Pick out each line in the data below that contains the word "jacket", and copy those lines out in full.

====

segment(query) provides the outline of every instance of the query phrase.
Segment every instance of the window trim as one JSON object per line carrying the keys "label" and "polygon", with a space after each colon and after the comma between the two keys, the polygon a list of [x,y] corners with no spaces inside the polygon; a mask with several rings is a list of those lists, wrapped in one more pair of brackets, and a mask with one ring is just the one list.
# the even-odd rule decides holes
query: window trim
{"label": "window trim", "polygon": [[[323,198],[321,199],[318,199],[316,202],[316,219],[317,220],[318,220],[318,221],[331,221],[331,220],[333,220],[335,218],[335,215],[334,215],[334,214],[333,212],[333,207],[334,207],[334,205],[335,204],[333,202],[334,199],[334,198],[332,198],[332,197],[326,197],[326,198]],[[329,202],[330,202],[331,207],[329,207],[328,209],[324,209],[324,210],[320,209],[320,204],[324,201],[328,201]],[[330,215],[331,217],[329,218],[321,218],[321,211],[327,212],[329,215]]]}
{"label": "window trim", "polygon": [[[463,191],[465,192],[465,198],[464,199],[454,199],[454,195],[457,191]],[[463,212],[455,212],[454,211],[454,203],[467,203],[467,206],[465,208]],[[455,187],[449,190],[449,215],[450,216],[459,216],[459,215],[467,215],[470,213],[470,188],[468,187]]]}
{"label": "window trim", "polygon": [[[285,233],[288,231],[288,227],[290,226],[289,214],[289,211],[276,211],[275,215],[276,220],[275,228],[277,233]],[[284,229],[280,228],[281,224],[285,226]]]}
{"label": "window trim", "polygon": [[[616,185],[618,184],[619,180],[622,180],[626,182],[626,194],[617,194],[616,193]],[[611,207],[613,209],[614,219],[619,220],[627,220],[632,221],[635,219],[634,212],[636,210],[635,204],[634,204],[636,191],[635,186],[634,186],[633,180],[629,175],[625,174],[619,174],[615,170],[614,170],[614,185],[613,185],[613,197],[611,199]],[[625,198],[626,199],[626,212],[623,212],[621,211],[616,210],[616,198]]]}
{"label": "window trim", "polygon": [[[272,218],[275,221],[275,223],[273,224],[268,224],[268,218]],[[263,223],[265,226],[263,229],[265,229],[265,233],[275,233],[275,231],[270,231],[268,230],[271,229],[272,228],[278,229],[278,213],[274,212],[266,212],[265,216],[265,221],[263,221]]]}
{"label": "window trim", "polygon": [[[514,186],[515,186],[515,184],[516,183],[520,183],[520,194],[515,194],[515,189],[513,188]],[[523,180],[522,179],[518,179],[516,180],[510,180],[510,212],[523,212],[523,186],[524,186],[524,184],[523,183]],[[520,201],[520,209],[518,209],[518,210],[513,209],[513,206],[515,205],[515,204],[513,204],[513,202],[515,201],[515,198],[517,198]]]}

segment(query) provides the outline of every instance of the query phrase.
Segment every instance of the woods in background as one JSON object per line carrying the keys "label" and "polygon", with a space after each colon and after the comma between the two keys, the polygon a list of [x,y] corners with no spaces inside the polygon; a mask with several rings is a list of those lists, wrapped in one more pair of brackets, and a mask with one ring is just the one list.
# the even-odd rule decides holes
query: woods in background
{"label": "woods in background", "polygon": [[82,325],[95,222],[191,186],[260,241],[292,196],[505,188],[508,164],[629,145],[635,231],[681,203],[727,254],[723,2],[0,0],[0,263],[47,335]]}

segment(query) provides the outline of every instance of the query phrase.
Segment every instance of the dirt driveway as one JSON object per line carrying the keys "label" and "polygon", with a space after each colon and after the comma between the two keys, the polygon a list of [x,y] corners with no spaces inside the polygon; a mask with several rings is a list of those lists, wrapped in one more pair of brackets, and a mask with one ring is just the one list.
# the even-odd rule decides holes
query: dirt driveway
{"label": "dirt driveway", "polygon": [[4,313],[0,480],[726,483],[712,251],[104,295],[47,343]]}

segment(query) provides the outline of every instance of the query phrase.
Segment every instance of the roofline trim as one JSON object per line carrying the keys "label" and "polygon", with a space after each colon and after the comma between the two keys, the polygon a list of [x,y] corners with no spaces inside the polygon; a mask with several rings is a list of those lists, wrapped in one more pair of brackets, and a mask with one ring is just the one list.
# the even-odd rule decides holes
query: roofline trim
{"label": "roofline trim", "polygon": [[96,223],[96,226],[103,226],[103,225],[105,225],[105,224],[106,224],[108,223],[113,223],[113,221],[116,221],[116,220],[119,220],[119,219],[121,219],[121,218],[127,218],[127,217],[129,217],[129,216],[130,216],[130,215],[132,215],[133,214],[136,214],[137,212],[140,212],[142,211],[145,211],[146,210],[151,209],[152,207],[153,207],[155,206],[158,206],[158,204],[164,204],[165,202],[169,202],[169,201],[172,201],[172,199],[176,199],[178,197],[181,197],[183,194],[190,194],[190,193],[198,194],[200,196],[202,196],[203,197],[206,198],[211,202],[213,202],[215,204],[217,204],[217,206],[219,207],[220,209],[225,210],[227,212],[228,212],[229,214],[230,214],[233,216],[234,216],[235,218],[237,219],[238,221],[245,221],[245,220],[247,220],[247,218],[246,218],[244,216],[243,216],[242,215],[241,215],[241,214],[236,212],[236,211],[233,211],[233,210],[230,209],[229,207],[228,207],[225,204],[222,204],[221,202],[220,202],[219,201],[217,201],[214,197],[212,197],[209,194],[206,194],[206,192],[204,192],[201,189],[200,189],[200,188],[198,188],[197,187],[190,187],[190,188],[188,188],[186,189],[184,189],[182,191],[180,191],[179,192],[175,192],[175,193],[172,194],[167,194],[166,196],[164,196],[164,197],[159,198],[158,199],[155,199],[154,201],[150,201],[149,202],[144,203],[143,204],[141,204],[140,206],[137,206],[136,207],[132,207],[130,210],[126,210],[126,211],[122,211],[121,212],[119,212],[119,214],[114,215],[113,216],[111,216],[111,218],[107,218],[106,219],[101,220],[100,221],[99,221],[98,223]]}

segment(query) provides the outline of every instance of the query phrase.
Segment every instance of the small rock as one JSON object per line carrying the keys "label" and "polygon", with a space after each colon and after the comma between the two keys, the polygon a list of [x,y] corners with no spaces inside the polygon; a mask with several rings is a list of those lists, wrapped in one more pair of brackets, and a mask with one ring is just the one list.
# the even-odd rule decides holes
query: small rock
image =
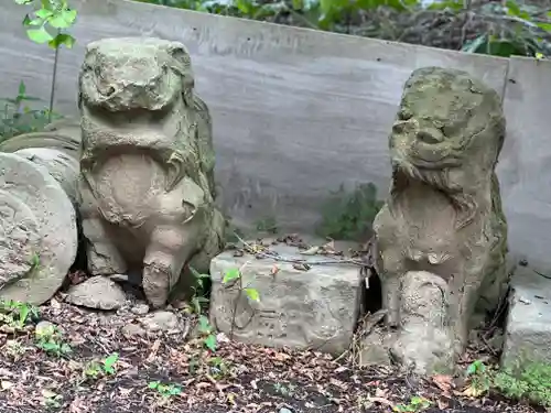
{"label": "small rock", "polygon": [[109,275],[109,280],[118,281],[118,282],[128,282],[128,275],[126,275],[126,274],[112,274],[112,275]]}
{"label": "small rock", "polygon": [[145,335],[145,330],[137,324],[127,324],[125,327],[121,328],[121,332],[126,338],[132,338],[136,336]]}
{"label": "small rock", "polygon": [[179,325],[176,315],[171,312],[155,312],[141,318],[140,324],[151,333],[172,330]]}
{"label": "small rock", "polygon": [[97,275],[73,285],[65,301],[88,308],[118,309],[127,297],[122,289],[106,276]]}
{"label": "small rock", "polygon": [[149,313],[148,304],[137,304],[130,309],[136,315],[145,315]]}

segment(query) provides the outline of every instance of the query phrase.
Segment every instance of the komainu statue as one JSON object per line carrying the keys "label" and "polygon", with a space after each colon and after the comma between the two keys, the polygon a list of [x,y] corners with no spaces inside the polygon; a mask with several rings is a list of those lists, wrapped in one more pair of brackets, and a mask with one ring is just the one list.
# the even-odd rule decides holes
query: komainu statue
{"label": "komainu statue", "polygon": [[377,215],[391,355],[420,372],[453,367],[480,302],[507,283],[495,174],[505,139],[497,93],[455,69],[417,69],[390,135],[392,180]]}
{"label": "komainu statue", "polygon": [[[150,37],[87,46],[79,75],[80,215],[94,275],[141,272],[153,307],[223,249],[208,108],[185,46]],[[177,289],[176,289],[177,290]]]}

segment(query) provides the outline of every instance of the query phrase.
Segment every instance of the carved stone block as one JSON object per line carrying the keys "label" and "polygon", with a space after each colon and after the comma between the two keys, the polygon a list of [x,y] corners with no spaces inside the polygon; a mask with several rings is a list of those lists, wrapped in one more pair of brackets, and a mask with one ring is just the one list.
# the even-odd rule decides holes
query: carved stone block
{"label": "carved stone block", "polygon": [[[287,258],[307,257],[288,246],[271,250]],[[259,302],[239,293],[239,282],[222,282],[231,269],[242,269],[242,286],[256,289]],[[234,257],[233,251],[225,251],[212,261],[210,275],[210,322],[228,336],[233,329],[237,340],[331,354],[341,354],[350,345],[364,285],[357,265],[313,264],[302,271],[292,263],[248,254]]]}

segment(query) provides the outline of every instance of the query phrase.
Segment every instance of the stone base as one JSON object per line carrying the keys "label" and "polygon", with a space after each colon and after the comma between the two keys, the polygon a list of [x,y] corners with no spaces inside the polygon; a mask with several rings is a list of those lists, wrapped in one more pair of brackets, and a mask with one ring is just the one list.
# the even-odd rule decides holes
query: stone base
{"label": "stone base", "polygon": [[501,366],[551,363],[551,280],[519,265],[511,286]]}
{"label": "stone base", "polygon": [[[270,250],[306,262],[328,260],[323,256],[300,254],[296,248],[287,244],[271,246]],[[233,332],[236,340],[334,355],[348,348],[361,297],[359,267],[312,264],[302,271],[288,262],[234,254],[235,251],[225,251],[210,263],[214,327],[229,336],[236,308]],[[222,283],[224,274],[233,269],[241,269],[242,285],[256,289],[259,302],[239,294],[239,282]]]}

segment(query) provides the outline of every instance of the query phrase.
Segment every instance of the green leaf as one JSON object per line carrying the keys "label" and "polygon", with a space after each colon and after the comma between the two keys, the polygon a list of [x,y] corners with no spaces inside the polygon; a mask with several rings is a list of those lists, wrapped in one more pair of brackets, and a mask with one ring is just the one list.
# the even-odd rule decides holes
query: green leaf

====

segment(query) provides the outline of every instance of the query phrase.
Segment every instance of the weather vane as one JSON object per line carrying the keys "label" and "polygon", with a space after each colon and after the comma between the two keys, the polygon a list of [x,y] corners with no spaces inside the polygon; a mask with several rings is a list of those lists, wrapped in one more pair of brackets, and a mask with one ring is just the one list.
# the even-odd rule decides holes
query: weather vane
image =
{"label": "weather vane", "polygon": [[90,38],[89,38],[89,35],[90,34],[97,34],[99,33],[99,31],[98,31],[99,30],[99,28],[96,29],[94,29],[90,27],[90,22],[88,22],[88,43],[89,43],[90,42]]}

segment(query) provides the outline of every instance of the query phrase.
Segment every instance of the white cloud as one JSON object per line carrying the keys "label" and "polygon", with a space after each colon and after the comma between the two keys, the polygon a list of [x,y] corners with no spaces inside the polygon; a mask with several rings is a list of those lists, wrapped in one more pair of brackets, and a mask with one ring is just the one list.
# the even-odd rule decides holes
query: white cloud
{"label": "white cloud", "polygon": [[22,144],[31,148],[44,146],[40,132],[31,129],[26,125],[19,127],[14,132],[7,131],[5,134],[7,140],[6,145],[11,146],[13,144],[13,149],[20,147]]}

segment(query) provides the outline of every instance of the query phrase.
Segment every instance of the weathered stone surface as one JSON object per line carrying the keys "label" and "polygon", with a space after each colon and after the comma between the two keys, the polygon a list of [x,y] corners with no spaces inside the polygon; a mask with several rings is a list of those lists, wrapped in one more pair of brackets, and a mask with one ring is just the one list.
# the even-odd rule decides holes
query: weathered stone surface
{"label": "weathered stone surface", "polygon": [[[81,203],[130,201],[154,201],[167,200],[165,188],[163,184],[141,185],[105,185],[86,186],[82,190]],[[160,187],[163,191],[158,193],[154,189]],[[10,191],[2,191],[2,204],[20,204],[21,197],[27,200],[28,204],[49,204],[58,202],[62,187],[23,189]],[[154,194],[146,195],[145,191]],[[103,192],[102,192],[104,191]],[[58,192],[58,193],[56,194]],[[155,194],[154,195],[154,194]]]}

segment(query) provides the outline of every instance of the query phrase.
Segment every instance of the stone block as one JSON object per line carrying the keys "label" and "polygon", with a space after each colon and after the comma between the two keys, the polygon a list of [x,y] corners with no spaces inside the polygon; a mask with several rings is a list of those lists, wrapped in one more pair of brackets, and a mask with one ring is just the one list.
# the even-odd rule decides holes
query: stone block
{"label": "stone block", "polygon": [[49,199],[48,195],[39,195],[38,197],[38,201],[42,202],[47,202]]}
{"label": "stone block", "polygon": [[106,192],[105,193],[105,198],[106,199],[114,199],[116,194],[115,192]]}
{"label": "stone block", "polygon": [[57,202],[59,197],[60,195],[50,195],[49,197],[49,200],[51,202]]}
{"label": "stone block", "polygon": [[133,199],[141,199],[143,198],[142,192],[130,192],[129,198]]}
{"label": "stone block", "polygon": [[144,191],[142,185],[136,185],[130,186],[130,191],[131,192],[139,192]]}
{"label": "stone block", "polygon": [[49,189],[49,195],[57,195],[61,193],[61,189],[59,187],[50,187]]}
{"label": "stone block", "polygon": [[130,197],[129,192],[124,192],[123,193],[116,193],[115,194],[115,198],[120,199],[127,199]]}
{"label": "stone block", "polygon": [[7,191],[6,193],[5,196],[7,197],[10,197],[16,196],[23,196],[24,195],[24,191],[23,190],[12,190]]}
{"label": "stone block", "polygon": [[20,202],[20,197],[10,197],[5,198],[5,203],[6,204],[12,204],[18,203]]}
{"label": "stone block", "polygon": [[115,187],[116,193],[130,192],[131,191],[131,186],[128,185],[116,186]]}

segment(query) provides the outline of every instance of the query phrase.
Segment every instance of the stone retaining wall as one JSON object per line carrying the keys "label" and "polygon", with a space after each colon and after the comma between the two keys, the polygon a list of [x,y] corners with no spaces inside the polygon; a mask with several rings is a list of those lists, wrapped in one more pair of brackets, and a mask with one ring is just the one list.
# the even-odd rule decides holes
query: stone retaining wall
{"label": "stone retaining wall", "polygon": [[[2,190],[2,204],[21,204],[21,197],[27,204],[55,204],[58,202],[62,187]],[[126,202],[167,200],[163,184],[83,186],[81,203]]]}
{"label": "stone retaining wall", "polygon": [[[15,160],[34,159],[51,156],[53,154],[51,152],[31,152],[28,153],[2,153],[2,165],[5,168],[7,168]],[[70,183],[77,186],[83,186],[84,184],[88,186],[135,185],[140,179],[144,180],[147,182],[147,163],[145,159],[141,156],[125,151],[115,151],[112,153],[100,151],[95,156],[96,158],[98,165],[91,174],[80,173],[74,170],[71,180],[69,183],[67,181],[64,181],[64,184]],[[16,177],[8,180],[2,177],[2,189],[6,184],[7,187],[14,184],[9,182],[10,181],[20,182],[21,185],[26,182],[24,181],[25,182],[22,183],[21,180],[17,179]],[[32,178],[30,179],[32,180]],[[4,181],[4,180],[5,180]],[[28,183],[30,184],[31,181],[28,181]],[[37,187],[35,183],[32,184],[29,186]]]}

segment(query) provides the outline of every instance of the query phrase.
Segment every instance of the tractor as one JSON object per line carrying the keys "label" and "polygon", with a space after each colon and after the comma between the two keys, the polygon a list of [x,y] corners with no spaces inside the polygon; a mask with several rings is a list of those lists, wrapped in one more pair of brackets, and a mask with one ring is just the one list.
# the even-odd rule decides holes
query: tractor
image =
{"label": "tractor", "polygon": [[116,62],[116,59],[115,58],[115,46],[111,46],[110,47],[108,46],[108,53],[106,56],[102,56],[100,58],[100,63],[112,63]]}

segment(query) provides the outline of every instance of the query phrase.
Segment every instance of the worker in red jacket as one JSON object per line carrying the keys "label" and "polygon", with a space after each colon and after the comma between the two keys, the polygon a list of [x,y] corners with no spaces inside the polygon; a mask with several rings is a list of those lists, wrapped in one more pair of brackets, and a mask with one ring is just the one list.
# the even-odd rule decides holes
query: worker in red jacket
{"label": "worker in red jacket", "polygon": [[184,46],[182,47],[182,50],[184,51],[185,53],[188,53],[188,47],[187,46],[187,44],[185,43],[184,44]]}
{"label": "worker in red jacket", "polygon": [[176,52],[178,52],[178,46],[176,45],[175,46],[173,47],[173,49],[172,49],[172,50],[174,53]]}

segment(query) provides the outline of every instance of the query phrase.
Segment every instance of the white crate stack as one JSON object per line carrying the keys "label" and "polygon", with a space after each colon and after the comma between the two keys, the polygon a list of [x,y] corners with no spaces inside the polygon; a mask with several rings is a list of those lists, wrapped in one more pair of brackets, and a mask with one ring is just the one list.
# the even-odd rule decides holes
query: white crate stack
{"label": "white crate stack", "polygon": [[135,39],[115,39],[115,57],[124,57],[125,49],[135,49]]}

====

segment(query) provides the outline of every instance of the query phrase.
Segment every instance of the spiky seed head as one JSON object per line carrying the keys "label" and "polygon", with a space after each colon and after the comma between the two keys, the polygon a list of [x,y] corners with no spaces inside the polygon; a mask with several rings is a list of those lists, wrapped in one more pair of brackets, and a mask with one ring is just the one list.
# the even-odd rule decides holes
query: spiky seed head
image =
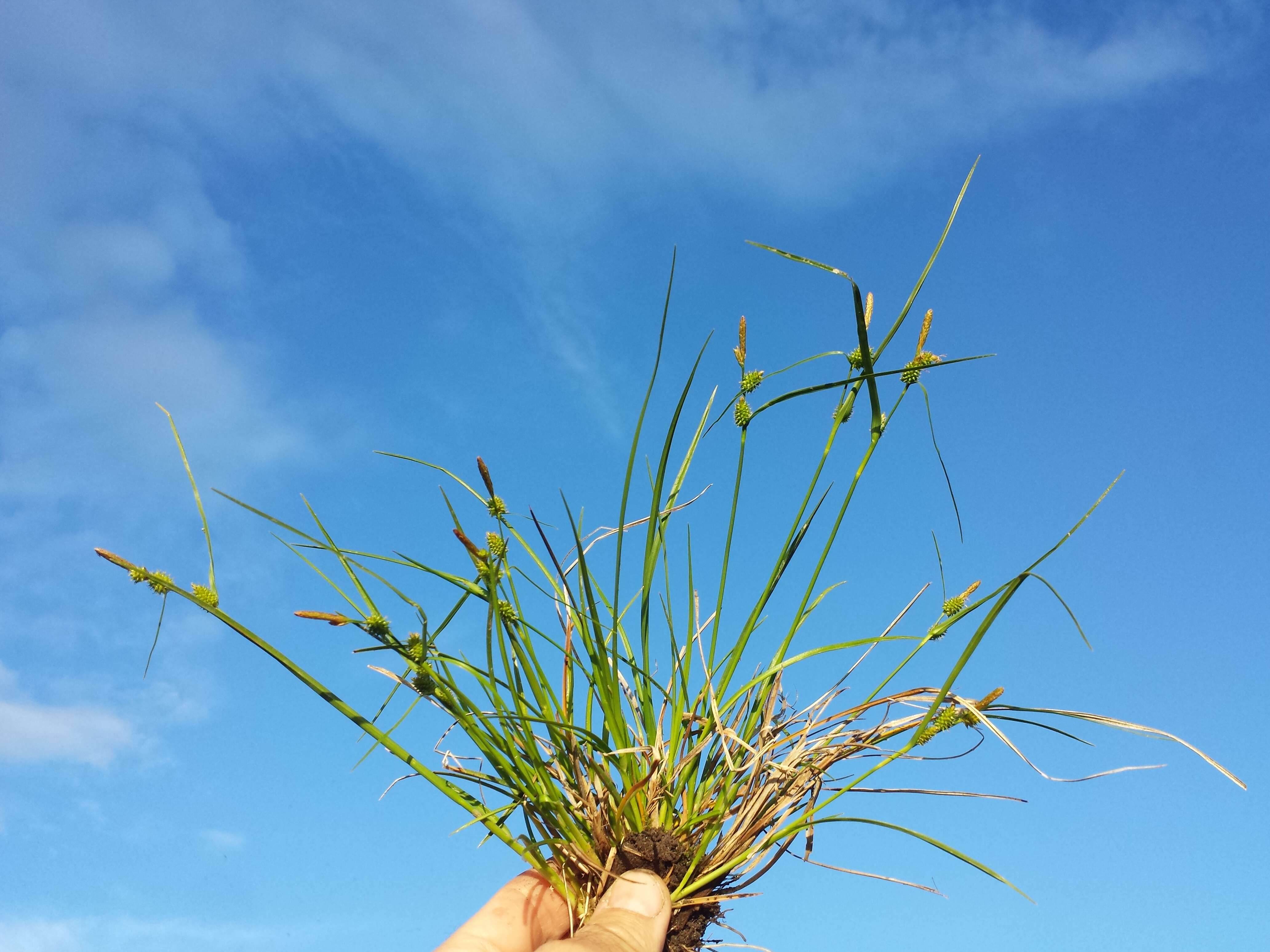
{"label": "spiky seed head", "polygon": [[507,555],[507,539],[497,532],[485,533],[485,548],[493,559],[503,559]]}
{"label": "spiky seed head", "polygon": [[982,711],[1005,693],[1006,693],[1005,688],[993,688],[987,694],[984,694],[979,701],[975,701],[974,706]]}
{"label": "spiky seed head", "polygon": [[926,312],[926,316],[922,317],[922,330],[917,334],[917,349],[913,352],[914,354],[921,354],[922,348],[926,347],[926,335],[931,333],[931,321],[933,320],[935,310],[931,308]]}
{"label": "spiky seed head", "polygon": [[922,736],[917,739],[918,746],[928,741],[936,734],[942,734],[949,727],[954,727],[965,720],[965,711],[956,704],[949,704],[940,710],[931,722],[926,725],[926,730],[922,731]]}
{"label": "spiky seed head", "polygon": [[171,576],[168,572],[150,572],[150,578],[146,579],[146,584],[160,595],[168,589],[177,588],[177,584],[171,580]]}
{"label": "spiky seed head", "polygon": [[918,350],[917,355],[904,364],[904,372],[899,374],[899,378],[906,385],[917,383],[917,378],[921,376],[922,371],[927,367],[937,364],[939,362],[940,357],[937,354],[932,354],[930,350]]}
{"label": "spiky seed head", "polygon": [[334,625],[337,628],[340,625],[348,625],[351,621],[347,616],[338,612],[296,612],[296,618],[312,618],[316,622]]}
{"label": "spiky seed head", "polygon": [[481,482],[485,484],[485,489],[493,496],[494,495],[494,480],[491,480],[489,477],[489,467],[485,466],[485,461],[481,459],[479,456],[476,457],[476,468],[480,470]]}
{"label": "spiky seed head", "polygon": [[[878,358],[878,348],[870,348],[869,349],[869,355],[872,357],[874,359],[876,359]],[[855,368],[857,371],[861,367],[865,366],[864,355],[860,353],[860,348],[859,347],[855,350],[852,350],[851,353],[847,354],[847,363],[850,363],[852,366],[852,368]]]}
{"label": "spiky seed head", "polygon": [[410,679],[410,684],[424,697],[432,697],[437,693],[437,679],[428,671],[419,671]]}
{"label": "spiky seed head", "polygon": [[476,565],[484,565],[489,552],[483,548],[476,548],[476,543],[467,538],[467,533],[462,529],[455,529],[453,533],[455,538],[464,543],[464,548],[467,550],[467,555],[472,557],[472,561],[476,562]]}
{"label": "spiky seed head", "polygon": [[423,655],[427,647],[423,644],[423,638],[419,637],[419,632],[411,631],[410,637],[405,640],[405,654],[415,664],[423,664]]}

====

RESPONSE TO THIS TASK.
Segment every instance of the worker in red jacket as one JSON object per line carrying the keys "label" and "polygon", with a space after each colon and after the comma between the two keys, the polygon a list of [x,y] corners with no spaces inside the polygon; a mask with several rings is a list of those lists, wrapped in one more pair of brackets, and a mask with one ring is just the one list.
query: worker in red jacket
{"label": "worker in red jacket", "polygon": [[184,46],[182,47],[182,50],[184,51],[185,53],[188,53],[188,47],[187,46],[187,44],[185,43],[184,44]]}
{"label": "worker in red jacket", "polygon": [[176,52],[178,52],[178,46],[176,45],[175,46],[173,47],[173,49],[172,49],[172,50],[174,53]]}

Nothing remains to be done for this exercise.